*Aim of the task*
With pictures removed, output every record below exactly as written.

*Records provided*

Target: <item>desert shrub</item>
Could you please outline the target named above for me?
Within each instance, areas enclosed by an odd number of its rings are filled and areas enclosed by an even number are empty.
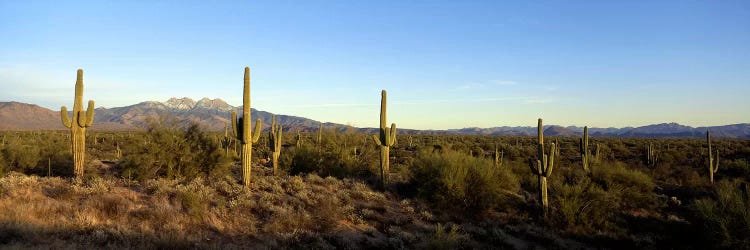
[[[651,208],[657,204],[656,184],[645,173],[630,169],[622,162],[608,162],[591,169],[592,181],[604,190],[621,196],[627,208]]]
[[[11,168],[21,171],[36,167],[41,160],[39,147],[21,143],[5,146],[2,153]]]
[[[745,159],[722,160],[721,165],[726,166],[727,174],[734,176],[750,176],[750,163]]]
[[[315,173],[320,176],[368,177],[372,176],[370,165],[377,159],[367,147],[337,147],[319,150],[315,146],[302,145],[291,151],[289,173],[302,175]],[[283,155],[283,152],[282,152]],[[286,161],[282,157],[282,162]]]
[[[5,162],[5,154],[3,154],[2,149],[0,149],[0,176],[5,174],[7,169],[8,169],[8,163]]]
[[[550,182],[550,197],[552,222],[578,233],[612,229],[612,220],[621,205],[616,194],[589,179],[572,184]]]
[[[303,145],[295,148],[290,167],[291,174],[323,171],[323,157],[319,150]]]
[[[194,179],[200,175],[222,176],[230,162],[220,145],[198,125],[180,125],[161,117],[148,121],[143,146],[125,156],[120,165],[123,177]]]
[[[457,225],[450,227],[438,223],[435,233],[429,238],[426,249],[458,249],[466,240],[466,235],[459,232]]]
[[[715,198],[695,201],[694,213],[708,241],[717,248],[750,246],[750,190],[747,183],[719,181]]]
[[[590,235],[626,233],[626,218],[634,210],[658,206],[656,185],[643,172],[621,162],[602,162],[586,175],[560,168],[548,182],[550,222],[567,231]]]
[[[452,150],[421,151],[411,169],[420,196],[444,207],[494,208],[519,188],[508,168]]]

*Solution*
Target: <item>desert shrub</item>
Could you please outline the target named above for me?
Within each instance, areas enclosed by an odd number of its rings are filled and areas enclosed by an even number are empty.
[[[651,208],[657,204],[656,184],[645,173],[630,169],[622,162],[608,162],[591,169],[592,181],[604,190],[621,196],[627,208]]]
[[[11,168],[21,171],[36,167],[41,160],[39,147],[21,143],[5,146],[2,153]]]
[[[745,159],[722,160],[721,165],[726,166],[727,174],[734,176],[750,176],[750,163]]]
[[[315,173],[320,176],[368,177],[372,176],[370,165],[377,159],[367,147],[337,147],[319,150],[315,146],[302,145],[291,151],[289,173],[302,175]],[[283,155],[283,152],[282,152]],[[286,161],[282,157],[282,162]]]
[[[5,162],[5,154],[3,154],[2,149],[0,149],[0,176],[5,174],[7,169],[8,169],[8,163]]]
[[[550,182],[550,197],[552,222],[578,233],[612,229],[612,220],[621,205],[616,194],[589,179],[572,184]]]
[[[303,145],[295,148],[290,167],[291,174],[323,171],[323,157],[319,150]]]
[[[194,179],[200,175],[222,176],[230,162],[220,145],[198,125],[180,125],[161,117],[148,121],[143,146],[125,156],[120,165],[123,177]]]
[[[457,225],[450,227],[438,223],[435,233],[429,238],[426,249],[458,249],[466,240],[466,235],[459,232]]]
[[[715,198],[695,201],[694,213],[708,241],[717,248],[750,246],[750,190],[747,183],[719,181]]]
[[[590,235],[626,233],[626,218],[634,210],[658,206],[656,185],[643,172],[621,162],[602,162],[586,175],[560,168],[548,182],[550,222],[567,231]]]
[[[452,150],[421,151],[411,169],[420,196],[444,207],[494,208],[519,188],[508,168]]]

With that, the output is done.